PROVIDED TEXT:

· · ·

Some of the best deals I’ve seen an investor lose were lost to timing, not money. The property was right, the numbers worked, the capital was lined up — but it was tied up in another building that hadn’t sold yet, or stuck behind a long-term loan that wouldn’t close for weeks. Bridge loans are the answer to that exact problem. They’re short-term financing that spans the gap between where your money is now and where you need it to be, so a timing mismatch never costs you a deal again. At Tidal Loans we’ve funded these for investors since 2017, and this page explains how they work and when to reach for one.
A bridge loan is a temporary loan that gets you from point A to point B — from an offer you need to make today to the permanent financing or sale that’s still a few weeks or months out. It’s secured by real estate, funds quickly, and is built to be paid off as soon as your longer-term plan comes through. For investors who move fast, it’s one of the most practical tools in the box.
What Is a Bridge Loan?

· · ·

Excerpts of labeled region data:
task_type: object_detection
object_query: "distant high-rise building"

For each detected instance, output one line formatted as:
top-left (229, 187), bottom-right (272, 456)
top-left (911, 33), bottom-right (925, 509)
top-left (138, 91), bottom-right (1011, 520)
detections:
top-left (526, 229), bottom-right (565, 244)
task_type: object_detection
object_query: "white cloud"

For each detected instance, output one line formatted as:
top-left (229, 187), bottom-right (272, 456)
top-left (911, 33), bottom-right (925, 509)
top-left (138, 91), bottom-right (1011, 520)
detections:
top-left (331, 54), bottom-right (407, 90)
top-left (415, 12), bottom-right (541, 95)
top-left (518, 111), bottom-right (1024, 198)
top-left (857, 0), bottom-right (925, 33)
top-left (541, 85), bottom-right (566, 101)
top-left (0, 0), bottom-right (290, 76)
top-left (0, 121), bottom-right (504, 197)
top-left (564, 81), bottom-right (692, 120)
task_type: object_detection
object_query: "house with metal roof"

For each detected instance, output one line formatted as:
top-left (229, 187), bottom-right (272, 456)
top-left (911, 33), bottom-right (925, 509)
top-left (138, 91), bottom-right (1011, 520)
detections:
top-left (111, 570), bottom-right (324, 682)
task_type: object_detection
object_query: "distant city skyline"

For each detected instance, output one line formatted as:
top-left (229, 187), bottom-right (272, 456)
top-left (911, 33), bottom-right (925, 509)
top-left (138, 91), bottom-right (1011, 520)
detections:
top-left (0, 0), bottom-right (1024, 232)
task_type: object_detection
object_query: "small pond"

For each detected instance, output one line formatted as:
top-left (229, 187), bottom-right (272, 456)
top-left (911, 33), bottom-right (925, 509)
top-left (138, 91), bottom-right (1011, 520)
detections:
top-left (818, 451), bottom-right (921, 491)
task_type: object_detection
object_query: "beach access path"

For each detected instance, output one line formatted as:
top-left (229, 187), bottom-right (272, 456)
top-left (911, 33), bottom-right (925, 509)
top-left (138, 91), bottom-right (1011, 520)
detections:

· · ·

JOB:
Carry on the page about bridge loans from its last heading, "What Is a Bridge Loan?", by writing the section that follows it.

RIGHT ANSWER:
A bridge loan is short-term real estate financing designed to “bridge” a temporary gap — most often the gap between buying a new property and selling or refinancing an existing one. It’s also called gap financing, swing financing, or interim financing. The defining feature is that it’s deliberately temporary, typically running six to twenty-four months, and it’s meant to be replaced by a permanent loan or paid off by a sale once your situation settles. Investopedia’s explanation of bridge loans frames the same idea: it’s a stopgap that buys you time to execute the real exit.
Like other short-term investor financing, a bridge loan is secured by the property and underwritten primarily on the asset and the exit plan rather than on your personal income. That’s what lets it close in days instead of weeks. Because it’s a business-purpose loan, it’s used for investment and commercial property, and you can typically close in an LLC.
The cost reflects the speed and flexibility — a higher rate than a long-term mortgage, often structured interest-only so your monthly carry stays low while the bridge is in place. You accept that premium for a short window in exchange for the ability to act now instead of waiting.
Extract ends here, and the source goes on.